Records from a data collection:

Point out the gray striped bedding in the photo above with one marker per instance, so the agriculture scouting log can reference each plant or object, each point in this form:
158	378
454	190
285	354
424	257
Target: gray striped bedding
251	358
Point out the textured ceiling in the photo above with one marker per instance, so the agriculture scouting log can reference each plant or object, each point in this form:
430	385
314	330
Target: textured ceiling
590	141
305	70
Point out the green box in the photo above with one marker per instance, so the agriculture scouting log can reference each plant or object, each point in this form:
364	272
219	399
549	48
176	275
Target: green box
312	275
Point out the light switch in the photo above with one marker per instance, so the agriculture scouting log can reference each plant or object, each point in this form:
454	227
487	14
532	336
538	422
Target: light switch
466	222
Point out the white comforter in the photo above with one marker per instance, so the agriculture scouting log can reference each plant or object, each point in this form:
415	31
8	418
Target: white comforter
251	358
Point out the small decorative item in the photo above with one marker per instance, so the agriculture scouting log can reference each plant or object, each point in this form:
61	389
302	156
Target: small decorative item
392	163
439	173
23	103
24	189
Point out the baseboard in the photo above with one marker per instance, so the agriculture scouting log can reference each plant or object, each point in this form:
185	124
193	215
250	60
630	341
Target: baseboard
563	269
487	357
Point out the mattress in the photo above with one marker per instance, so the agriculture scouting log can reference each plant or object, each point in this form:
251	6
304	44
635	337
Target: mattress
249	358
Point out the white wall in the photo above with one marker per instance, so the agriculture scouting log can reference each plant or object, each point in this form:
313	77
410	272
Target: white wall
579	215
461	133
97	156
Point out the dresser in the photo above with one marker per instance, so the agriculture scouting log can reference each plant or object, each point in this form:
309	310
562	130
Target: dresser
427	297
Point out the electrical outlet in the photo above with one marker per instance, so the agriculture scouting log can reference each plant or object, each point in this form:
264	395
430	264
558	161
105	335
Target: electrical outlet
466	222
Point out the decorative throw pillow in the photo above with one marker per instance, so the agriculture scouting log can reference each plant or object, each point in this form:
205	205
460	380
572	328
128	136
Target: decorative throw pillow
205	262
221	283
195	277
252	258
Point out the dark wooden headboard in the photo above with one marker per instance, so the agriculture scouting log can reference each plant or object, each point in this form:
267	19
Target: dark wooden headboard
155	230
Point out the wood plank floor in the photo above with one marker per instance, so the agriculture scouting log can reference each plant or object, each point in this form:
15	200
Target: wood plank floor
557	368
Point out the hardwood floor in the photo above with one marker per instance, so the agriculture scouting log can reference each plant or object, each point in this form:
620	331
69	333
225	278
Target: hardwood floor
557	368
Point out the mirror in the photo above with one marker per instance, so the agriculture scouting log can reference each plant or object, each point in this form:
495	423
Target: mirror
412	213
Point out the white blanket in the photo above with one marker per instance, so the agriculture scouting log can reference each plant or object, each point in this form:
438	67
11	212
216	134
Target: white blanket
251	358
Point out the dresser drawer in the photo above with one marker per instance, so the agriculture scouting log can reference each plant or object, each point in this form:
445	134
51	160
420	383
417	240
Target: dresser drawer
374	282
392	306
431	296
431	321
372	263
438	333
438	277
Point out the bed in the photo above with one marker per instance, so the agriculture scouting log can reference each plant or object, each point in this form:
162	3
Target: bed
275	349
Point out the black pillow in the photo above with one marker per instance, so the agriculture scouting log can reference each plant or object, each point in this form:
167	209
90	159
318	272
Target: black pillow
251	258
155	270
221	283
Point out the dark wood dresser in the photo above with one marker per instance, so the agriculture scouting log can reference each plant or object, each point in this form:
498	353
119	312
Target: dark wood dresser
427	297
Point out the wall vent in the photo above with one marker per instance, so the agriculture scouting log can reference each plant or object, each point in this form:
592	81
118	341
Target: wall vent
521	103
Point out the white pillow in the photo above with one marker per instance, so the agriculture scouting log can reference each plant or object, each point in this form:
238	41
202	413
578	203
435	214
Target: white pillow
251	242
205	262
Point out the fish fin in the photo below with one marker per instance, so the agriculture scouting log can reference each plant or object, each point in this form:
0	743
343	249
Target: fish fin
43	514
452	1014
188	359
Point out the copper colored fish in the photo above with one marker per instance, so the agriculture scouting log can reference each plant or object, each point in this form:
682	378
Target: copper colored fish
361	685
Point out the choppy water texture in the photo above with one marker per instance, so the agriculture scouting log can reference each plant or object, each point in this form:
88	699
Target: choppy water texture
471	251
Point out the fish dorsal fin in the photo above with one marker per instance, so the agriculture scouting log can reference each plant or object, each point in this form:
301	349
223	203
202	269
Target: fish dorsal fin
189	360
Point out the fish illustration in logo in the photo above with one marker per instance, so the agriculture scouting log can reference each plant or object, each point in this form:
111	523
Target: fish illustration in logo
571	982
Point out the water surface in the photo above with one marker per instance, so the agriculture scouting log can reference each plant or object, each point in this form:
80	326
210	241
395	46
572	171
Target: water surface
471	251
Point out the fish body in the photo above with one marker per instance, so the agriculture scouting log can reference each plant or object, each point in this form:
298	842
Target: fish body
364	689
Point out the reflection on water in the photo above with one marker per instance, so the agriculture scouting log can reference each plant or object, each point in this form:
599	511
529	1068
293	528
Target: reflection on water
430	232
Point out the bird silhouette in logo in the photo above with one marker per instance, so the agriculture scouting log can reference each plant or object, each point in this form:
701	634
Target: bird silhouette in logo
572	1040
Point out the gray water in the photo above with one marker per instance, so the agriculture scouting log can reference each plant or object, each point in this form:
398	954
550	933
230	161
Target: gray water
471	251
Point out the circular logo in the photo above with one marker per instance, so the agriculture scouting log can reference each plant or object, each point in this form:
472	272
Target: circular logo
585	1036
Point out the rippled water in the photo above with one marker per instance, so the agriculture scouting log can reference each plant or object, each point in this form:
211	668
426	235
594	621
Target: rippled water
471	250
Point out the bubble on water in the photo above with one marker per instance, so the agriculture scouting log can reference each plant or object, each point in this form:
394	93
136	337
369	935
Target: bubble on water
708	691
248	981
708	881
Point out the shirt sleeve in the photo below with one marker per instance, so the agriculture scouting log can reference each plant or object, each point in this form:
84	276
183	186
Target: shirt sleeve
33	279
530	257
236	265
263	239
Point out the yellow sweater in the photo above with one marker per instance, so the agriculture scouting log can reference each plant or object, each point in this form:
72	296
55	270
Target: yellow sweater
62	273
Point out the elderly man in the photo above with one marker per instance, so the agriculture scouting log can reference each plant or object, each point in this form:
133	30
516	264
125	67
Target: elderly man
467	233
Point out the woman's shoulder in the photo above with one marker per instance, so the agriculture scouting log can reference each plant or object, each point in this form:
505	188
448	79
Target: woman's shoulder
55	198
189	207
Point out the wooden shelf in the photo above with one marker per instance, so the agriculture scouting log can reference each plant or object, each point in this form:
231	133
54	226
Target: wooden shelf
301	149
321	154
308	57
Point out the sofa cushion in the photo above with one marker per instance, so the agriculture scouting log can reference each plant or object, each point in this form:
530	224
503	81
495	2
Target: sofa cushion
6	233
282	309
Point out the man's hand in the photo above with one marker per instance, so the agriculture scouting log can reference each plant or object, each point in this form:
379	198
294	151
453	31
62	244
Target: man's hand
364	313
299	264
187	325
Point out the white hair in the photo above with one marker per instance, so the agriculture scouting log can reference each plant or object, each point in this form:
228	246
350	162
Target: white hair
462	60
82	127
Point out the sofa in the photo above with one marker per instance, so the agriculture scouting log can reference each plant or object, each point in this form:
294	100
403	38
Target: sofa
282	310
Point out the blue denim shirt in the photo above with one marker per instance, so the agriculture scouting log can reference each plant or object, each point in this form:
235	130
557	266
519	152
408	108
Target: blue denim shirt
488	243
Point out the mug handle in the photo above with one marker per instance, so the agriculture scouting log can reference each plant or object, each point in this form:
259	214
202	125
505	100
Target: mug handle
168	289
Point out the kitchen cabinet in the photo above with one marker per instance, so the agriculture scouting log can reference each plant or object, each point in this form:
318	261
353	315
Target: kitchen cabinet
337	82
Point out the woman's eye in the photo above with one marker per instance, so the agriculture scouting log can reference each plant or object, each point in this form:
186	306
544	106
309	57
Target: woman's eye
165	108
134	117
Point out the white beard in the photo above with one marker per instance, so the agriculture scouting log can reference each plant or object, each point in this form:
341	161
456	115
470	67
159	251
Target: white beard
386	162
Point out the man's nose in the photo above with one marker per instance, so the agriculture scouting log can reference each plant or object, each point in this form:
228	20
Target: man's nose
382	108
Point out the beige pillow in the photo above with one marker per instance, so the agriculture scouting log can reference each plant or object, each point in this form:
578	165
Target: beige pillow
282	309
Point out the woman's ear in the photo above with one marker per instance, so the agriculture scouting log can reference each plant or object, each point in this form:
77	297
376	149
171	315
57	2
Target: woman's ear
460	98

## Problem details
Only the number is wanted: how many lines in the preceding entries hold the string "below"?

## Written response
2